## [REQUIREMENT]
Please collect each line of the items below that contains the word "Query". The match is case-sensitive.

## BEGIN DATA LINES

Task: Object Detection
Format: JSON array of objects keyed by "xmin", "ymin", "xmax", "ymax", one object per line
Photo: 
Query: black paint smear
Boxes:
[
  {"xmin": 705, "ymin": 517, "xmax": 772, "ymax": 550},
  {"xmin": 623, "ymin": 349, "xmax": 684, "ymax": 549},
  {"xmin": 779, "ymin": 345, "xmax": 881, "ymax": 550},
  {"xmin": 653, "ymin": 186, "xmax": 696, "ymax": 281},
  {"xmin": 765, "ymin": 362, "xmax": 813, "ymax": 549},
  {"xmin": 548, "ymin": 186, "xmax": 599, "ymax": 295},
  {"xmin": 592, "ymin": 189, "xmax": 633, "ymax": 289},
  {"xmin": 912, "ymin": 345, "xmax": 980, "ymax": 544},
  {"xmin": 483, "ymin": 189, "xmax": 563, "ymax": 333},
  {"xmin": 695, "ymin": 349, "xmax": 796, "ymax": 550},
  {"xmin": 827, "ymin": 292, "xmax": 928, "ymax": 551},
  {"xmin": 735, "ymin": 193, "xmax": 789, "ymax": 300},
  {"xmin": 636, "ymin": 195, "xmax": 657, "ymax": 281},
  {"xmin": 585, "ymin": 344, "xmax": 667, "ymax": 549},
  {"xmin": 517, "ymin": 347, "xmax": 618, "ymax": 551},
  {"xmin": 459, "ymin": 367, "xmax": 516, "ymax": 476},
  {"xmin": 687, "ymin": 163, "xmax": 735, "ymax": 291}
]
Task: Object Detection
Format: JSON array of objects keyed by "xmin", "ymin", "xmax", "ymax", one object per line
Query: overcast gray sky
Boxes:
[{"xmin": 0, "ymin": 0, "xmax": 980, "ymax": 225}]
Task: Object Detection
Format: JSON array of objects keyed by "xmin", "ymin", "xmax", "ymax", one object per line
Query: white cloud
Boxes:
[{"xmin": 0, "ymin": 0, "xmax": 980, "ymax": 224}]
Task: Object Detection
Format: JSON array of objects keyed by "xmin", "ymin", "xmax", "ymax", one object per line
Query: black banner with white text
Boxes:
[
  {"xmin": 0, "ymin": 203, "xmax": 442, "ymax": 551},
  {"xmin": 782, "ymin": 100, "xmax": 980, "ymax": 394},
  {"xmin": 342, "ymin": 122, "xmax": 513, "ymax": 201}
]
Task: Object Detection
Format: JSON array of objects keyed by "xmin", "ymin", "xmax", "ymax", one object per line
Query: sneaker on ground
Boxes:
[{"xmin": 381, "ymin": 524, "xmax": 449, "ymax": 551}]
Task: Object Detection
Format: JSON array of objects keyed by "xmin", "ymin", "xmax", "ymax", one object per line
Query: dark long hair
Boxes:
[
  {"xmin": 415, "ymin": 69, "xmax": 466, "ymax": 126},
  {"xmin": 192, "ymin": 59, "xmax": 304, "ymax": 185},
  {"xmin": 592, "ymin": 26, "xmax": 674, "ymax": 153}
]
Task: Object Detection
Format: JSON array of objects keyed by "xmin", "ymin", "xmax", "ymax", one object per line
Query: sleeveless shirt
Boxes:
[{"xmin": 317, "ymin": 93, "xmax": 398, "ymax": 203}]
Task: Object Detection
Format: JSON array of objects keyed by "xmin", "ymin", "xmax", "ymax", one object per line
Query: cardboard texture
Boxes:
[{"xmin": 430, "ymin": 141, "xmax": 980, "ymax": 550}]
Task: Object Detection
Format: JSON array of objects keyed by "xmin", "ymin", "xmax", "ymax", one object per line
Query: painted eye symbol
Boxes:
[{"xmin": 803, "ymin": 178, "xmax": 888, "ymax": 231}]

## END DATA LINES

## [EXERCISE OUTPUT]
Query: black paint smear
Query: overcast gray sky
Query: white cloud
Query: black banner with white text
Query: sneaker on ground
Query: dark long hair
Query: sleeveless shirt
Query: cardboard texture
Query: painted eye symbol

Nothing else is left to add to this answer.